- **Textauszug**:
Ich neu Hier. Es tut mir leid, dass ich nicht aufgepas habe ich habe meinen Ansatz auch prisentiert.


----------



## vovain (4. Nov 2009)

Habe geschaft!!!!!!!!!!!! Aber ihr habt mir sowieso nicht geholfen nur VERSCHOBEN


----------



## faetzminator (4. Nov 2009)

Hausaufgaben werden hier nicht gerne gemacht - bei konkreten Fragen oder Problemen sehr gerne geholfen


----------



## ARadauer (4. Nov 2009)

> Hausaufgaben werden hier nicht gerne gemacht


ja schon, aber er hat doch eigeninitaitvie gezeigt...

@vovain: du musst eine Frage stellen oder sagen was nicht geht...

- **Aufgaben**:
**a)** Beantworten Sie zum Forumsauszug über Hausaufgabenhilfe diese Fragen:
(i) Wer schreibt „Habe geschaft!!!!!!!!!!!!“?
(ii) Was wird laut faetzminator hier nicht gerne gemacht?
(iii) Wozu fordert ARadauer vovain auf?
**b)** Führen Sie den Forumsauszug über Hausaufgabenhilfe nach dem letzten Beitrag mit einer weiteren Antwort fort.
Die Daten spielen hierfür keine Rolle.

- **Bereitgestellte Daten**:
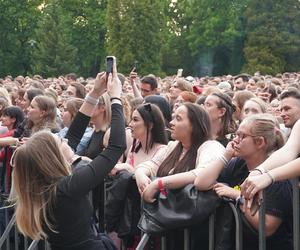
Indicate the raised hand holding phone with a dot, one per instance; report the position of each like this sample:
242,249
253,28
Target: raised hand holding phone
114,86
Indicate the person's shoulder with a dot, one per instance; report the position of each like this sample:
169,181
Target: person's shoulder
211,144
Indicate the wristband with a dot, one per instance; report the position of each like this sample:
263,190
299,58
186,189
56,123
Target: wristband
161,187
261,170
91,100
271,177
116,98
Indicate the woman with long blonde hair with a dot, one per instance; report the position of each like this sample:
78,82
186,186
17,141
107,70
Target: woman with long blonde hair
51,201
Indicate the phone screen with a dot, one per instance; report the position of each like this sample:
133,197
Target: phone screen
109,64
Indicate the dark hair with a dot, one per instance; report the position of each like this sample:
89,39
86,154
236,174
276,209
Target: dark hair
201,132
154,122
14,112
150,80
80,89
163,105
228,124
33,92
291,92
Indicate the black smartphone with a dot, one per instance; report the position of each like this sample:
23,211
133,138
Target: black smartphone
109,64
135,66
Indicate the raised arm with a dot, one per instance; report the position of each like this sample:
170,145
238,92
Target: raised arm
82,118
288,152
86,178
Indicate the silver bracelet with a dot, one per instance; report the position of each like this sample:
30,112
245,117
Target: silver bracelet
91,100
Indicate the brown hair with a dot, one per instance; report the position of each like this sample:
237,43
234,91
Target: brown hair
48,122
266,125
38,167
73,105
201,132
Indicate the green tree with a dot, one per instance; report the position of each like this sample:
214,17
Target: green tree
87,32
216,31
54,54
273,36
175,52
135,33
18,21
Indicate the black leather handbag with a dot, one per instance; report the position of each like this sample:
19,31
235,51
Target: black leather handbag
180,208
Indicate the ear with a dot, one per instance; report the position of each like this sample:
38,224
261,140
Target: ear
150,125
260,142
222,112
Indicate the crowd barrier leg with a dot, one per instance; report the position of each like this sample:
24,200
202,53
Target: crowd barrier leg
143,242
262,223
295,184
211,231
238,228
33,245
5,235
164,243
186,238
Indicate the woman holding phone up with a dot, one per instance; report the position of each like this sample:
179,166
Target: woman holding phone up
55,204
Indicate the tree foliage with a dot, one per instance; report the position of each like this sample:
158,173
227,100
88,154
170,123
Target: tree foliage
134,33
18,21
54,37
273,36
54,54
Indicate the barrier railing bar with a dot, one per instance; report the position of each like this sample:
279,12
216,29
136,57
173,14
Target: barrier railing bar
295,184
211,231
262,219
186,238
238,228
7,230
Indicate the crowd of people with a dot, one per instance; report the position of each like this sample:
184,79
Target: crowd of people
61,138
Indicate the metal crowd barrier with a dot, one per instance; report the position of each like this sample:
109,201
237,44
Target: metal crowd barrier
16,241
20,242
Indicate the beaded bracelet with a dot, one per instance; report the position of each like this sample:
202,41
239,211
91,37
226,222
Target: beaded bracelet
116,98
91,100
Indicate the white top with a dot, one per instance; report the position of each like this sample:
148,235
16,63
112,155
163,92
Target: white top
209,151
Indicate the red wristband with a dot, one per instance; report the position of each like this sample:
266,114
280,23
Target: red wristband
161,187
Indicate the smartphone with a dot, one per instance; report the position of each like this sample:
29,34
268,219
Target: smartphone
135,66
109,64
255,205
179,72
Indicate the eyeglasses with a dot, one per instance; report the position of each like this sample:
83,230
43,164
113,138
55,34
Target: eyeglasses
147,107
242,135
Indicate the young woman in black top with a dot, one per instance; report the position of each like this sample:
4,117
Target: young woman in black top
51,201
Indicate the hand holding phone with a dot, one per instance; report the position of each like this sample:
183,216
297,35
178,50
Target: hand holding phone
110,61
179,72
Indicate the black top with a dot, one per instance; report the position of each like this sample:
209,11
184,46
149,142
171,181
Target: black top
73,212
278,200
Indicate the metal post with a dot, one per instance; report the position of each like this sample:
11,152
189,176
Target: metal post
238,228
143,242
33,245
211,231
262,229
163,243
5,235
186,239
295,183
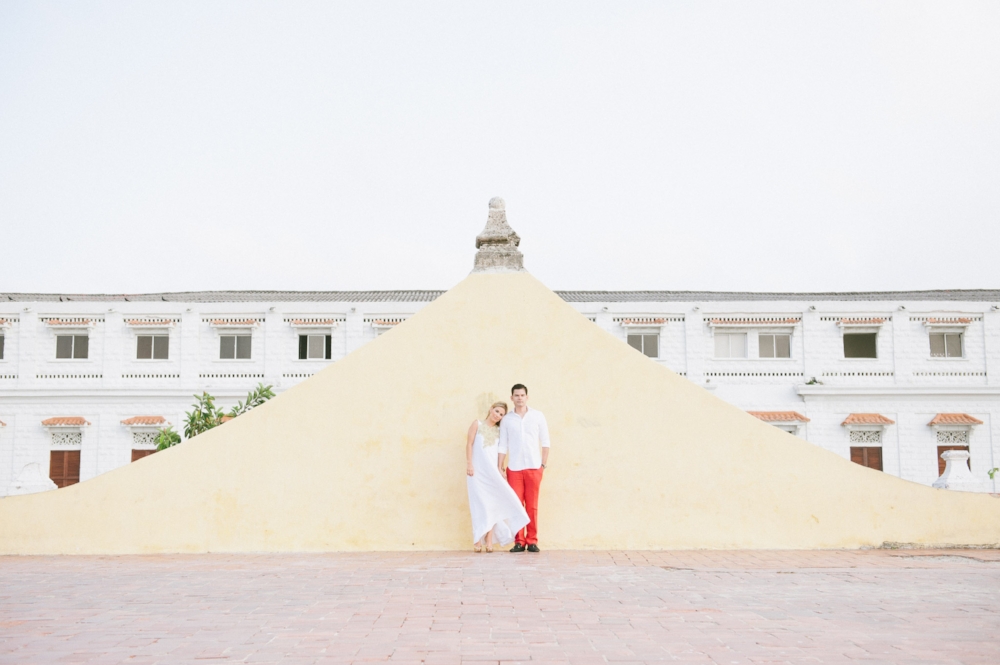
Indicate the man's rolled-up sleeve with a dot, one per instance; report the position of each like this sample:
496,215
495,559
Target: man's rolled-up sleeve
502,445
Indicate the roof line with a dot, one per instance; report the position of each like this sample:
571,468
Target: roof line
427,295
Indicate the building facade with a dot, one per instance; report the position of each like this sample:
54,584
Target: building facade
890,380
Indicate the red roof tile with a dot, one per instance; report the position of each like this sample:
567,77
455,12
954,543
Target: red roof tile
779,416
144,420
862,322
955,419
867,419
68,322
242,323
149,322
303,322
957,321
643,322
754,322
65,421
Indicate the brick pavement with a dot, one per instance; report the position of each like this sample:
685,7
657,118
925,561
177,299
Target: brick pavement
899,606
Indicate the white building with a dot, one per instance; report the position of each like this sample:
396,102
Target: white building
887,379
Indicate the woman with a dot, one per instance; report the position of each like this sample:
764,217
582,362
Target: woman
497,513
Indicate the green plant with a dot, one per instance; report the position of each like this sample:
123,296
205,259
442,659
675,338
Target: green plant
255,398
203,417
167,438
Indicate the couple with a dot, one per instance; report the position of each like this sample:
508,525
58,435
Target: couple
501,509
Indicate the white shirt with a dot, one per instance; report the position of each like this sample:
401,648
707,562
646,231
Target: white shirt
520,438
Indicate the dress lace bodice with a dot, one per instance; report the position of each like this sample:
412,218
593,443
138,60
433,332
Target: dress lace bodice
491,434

- **Lösungen**:
**a)**
(i) vovain
(ii) Hausaufgaben
(iii) Er soll eine Frage stellen oder sagen, was nicht geht.

**b)**
----------



## maki (4. Nov 2009)

ARadauer hat gesagt.:


> ja schon, aber er hat doch eigeninitaitvie gezeigt...
> 
> @vovain: du musst eine Frage stellen oder sagen was nicht geht...


Nachdem verschieben hat er seinen Code vorgestellt, aber eine Frage habe ich bis jetzt nciht entdecken können 

Naja, Ende gut, alles gut...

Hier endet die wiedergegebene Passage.